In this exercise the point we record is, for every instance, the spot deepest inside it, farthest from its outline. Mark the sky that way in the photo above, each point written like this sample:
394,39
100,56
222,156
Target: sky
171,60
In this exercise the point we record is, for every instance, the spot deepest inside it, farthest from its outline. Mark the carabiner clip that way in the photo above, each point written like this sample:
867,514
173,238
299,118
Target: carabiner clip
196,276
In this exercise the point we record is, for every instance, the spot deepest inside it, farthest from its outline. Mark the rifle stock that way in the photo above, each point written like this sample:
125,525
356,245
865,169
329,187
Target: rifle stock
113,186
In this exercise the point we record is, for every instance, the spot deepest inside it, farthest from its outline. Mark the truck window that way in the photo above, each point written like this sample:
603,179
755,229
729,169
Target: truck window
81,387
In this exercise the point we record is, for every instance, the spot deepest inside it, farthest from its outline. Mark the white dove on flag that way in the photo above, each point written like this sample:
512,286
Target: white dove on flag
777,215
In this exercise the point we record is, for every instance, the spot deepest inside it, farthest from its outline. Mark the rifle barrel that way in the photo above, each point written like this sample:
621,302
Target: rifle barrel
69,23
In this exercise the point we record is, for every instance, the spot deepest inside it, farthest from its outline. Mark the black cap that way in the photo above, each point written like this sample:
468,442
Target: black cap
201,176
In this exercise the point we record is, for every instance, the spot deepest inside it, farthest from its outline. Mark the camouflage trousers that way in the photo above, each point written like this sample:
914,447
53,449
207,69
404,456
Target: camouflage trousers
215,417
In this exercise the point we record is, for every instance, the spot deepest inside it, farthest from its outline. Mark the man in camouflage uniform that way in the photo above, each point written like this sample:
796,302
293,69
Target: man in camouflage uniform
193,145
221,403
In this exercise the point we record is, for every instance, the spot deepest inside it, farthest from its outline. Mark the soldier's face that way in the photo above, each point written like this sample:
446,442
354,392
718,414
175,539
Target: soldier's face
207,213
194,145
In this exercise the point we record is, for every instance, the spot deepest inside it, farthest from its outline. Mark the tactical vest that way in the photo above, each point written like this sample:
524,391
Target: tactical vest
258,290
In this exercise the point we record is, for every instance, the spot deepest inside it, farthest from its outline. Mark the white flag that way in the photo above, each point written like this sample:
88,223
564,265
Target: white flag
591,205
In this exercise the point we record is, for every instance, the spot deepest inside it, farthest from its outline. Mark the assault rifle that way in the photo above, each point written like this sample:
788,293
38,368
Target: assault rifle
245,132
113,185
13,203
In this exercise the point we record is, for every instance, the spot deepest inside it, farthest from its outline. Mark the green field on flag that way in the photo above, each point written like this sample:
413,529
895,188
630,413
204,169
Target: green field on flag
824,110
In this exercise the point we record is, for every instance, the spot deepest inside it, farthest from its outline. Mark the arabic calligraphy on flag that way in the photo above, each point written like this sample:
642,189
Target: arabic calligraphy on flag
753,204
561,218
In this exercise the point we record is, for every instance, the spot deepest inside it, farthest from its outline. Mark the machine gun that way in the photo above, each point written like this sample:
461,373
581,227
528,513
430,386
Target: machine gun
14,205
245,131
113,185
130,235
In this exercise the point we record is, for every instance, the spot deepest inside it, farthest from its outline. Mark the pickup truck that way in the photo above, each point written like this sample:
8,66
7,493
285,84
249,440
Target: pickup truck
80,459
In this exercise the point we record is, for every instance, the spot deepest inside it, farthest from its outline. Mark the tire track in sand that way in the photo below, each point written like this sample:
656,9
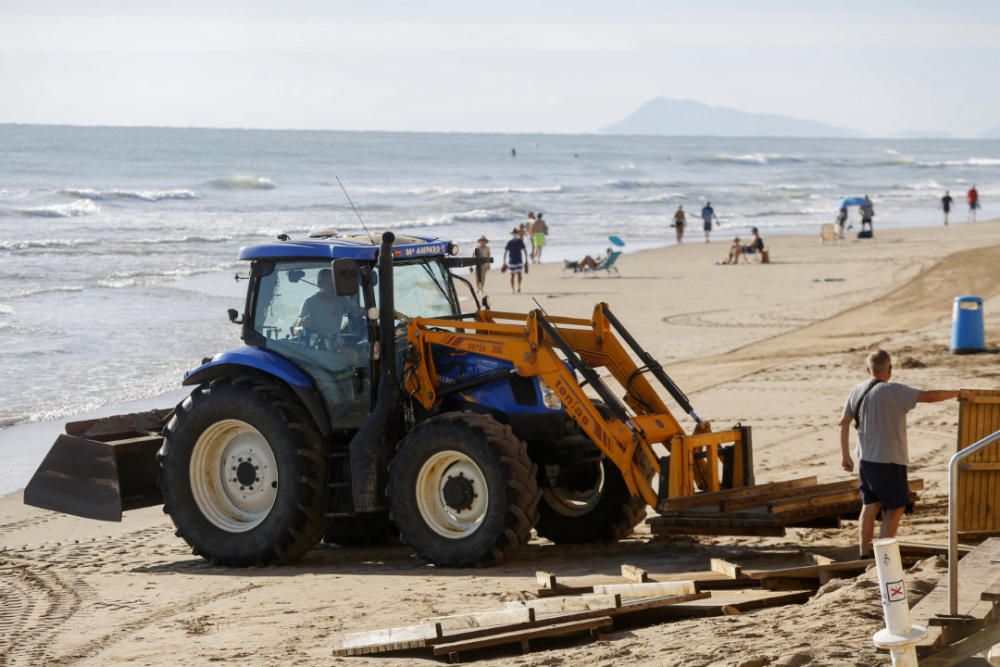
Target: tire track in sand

* * * * * * * * *

◆ WHAT IS NEEDED ◆
In how many lines of the records does the string "tire" occur? Answer with the number alone.

◆ EXERCISE RESULT ◆
2